● **Document source**:
◆ ◆ ◆ ◆ ◆

- La jurisprudence des Prud'hommes : un droit de travail établi puis oublié ?
A.
Création, composition et compétences
Créés
sous l'Empire en 1806, ces tribunaux spéciaux sont au départ
propres à la ville de Lyon. Pour régler les conflits internes à la
fabrique lyonnaise de textile, il va vite s'étendre aux autres
villes avec les décrets de 1809 et 1810. De 1806 à 1814, 32
conseils poussent en France, dans les grandes villes manufacturières.
Ce tribunal spécialisé est établi pour régler les litiges entre
les différents acteurs et concernant la plupart des domaines.
Ces
tribunaux sont composés de marchands-fabricants, de chefs d'atelier,
de contremaîtres, … De nombreux métiers patentés mais ne
comprenant pas au départ de simples ouvriers. Ce jugement en
première instance est définitif si les amendes infligées sont
inférieures à 100F, ils ont un pouvoir de contrôle, d'inspection
des manufactures, une compétence pénale de première instance
limitée aux peines de trois jours maximum. Au départ dans les
industries textiles, cela s'étend vite aux autres branches et à
l'ensemble de l'artisanat. Ces tribunaux fonctionnent très vite
et ont un relatif succès. Le code civil qui ne prévoit que la
relation entre employé et employeur, est ainsi esquivé.
Le
nombre d'affaires jugées par ces conseils sont très limités, 3%
seulement, le reste des affaires portés devant les prud'hommes sont
en général conciliés, parfois devant les maîtres des
prud'hommes. Le succès de ces institutions est très rapide. Une
jurisprudence propre aux prud'hommes s'établit et c'est autour de
cela que les historiens débattent.
B.
Un droit des ouvriers ?
Alain
Cottereau dans Droit et bon droit : un droit des
ouvriers instauré, puis évincé par le droit du travail (France,
XIX° siècle), estime qu'il existe un droit des ouvriers
fondé sur le louage d'ouvrage précisé dans le code civil (13
articles). Les engagements de l'ouvrier auraient avec leur patron un
contrat de type « louage d'industrie », ce qui implique une
relation conventionnelle mais égalitaire et consensuelle. Dans
ce type d'engagement au marché, deux partenaires s'engagent de cette
manière ce qui reflète l'autonomie réelle du monde du travail de
la première industrialisation.
Le
juriste Ernest Glasson
définit en 1886, la relation salariale comme relation de
subordination. Cette idée toujours dominante dans notre société
évince toute la juridiction des prud'hommes sur les termes
égalitaire. Il réfère le contrat de travail au contrat de
louage de service caractéristiques des journaliers et des
domestiques. Dans ce cas on est bien dans une relation de
subordination. Mais cela se définit dans le cadre des lois du
travail qui pousse l'État à devoir protégé les ouvriers.

◆ ◆ ◆ ◆ ◆

● **Matériel recueilli**:

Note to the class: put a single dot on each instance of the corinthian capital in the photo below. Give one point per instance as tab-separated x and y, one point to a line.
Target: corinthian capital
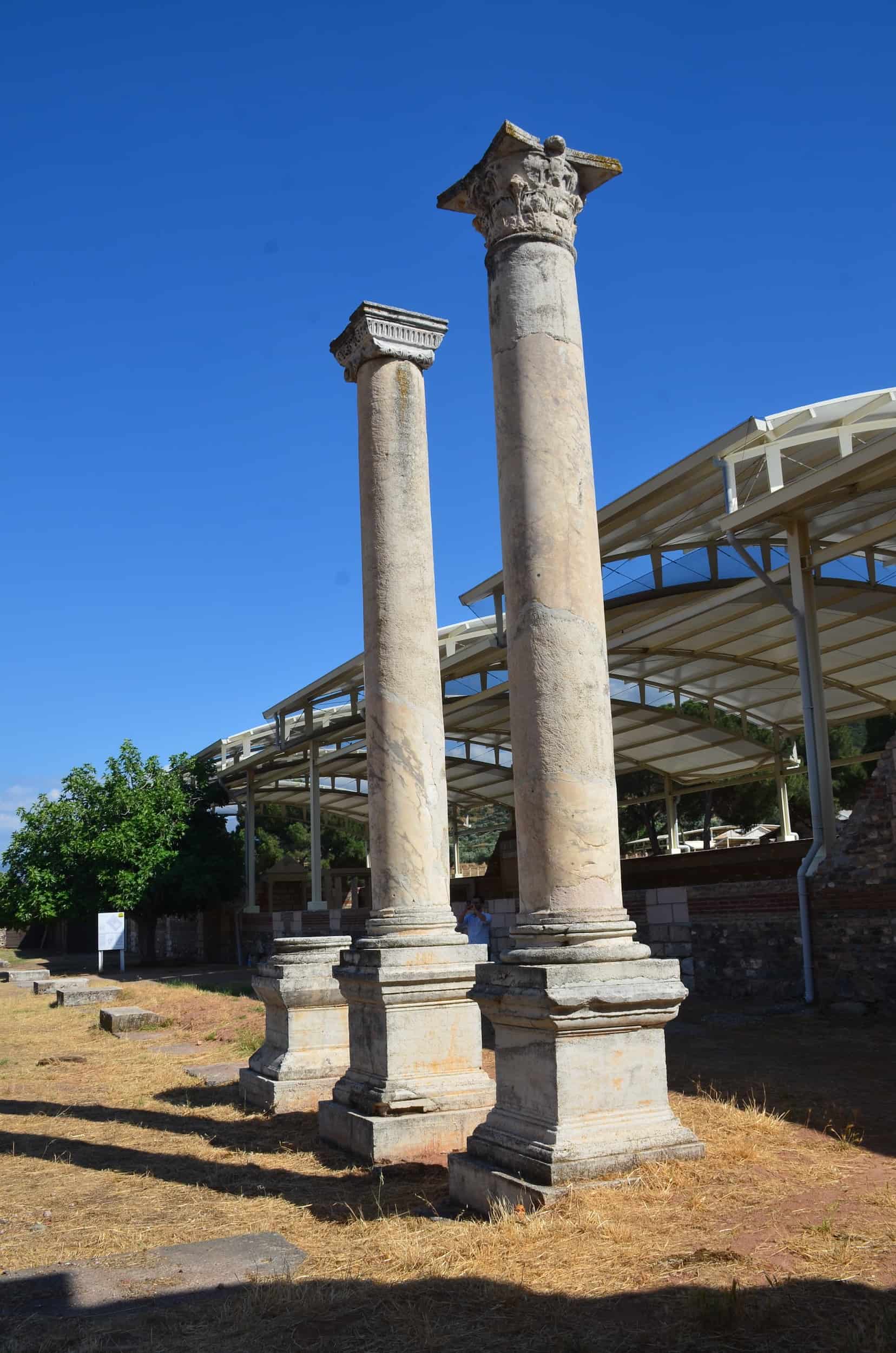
523	187
387	332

◆ ◆ ◆ ◆ ◆

● **Énoncé 1**: D'après le document source, combien de conseils de prud'hommes ont été créés en France entre 1806 et 1814 ?
● **Énoncé 2**: Transcrivez fidèlement le passage du document source qui va de « - La jurisprudence » jusqu'à « grandes villes manufacturières. » inclus.
Les lignes constituent un matériau distinct du document source.

● **Réponse rédigée 1**: Trente-deux conseils ont été créés, dans les grandes villes manufacturières.

● **Réponse rédigée 2**:
- La jurisprudence des Prud'hommes : un droit de travail établi puis oublié ?
A.
Création, composition et compétences
Créés
sous l'Empire en 1806, ces tribunaux spéciaux sont au départ
propres à la ville de Lyon. Pour régler les conflits internes à la
fabrique lyonnaise de textile, il va vite s'étendre aux autres
villes avec les décrets de 1809 et 1810. De 1806 à 1814, 32
conseils poussent en France, dans les grandes villes manufacturières.